## start

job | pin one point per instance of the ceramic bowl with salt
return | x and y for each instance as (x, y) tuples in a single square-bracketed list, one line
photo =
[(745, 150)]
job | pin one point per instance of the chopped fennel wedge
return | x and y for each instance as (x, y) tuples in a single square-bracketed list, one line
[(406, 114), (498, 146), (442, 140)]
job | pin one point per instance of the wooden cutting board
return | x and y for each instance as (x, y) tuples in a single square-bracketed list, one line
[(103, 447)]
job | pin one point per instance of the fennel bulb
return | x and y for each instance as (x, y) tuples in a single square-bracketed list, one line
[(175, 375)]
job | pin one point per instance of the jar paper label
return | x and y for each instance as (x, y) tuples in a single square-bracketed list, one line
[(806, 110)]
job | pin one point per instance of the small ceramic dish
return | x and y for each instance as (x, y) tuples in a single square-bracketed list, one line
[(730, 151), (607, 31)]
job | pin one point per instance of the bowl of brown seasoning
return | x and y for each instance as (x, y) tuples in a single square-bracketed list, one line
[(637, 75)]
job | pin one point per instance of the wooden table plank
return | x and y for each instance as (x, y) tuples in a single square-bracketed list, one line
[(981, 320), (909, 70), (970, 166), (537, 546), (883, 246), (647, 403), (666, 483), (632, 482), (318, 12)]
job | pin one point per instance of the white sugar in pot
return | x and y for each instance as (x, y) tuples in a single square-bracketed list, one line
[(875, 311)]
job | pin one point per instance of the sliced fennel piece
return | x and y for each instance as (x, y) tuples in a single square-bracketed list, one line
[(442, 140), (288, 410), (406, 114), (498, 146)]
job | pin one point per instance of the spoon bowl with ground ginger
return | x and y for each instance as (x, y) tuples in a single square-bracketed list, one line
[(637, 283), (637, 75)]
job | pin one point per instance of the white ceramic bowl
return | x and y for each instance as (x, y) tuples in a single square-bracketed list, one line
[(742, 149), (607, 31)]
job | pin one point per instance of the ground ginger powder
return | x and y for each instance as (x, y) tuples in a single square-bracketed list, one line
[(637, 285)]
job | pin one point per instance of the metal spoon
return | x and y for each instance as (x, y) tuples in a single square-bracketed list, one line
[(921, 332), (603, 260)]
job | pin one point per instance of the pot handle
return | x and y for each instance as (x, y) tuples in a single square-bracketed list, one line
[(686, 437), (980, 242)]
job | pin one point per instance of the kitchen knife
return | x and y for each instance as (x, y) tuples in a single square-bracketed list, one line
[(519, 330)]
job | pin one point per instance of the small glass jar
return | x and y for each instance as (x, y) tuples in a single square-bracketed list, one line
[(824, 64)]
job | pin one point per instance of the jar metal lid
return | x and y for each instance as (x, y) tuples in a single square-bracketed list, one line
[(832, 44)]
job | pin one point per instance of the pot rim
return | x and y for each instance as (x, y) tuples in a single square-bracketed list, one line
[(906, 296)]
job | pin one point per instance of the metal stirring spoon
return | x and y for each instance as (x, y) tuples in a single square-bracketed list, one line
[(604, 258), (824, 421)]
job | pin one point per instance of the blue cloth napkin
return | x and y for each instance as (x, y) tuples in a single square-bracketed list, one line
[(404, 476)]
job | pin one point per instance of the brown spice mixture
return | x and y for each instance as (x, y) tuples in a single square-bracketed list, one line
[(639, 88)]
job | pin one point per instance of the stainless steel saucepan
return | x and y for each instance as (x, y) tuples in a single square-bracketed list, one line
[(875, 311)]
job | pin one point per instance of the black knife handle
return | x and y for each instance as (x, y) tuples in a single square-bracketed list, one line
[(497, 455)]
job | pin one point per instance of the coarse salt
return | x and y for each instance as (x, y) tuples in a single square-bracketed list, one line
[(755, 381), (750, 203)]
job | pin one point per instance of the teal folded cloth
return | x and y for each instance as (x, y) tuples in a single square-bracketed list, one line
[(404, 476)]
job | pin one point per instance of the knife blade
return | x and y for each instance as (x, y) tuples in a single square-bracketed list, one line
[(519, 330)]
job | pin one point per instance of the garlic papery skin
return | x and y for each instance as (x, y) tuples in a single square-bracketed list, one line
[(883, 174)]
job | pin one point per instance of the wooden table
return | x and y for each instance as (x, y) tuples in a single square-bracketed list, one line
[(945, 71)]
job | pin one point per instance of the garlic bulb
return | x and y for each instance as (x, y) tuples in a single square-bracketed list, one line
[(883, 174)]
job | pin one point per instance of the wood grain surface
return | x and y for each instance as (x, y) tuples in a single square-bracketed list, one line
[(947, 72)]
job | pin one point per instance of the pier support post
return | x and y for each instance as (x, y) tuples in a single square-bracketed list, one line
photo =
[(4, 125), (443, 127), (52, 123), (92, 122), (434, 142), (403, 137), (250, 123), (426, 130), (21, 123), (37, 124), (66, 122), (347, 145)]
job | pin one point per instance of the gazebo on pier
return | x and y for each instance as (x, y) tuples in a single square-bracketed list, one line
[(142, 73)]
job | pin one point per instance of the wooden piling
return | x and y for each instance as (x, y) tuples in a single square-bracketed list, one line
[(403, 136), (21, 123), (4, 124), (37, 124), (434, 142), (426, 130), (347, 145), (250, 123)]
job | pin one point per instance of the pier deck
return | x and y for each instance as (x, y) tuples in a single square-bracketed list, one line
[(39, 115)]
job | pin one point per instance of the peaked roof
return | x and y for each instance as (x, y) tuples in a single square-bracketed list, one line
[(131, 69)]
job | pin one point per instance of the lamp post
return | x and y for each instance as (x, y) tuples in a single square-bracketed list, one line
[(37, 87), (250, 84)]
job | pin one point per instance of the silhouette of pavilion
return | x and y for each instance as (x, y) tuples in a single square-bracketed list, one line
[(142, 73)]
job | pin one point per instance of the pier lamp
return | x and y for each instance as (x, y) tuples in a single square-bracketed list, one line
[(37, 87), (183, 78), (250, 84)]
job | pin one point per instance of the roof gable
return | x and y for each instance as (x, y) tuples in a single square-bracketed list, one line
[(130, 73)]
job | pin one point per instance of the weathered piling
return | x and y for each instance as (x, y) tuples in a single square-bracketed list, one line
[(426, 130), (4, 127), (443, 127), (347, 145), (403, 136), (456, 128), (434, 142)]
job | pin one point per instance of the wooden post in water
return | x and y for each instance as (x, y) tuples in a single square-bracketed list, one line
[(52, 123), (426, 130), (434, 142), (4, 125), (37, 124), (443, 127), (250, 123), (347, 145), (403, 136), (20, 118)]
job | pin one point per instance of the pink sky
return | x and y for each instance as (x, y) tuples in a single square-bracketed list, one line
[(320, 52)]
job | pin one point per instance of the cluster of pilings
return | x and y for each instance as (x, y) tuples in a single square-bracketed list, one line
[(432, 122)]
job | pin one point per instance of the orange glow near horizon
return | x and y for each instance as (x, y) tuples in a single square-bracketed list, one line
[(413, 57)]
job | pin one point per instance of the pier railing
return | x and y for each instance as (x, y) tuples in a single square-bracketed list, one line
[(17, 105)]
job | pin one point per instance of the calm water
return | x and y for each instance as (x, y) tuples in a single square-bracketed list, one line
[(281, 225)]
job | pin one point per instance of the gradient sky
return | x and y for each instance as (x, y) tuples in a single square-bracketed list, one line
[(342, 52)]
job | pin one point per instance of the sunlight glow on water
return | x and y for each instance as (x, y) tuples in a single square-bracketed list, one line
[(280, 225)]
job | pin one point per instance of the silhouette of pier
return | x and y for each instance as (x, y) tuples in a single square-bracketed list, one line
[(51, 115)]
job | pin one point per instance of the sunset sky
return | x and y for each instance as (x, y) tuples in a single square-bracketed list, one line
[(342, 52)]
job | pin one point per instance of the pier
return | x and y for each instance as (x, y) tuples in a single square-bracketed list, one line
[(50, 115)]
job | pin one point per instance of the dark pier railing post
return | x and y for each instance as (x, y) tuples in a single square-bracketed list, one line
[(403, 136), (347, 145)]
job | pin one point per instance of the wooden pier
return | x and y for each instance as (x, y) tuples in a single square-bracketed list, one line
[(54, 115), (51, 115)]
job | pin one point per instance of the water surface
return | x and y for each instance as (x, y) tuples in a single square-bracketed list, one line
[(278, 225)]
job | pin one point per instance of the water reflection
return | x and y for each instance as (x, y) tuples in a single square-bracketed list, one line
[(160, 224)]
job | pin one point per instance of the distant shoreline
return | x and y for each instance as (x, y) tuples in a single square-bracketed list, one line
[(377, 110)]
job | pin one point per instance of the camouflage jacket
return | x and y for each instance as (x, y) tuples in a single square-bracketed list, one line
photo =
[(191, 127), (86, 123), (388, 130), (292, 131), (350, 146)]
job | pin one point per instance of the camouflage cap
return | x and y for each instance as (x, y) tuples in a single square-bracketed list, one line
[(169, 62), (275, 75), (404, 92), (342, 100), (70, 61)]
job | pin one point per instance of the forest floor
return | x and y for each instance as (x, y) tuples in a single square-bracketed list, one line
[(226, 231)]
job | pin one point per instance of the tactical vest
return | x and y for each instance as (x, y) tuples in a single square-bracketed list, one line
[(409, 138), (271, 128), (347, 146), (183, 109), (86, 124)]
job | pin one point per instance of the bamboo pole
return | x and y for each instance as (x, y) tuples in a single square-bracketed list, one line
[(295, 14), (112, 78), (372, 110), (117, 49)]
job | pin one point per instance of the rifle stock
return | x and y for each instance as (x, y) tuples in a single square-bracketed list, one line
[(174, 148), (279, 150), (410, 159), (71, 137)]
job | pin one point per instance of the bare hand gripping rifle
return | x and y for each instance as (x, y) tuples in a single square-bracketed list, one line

## end

Instruction
Update the stretch from the line that contains "job | pin one point per instance of the pier railing" through the line that contains "[(281, 225)]" by changing "calm water" to "still water", and write out only those lines with everything else left as it is.

Correct answer
job | pin one point per instance of the pier railing
return | x and y for each instance as (x, y) tuples in a single square-bracketed list, one line
[(17, 105)]
job | pin one point per instance of the still water
return | x and y for each instance as (x, y) tuples in a single square-bracketed list, one line
[(281, 225)]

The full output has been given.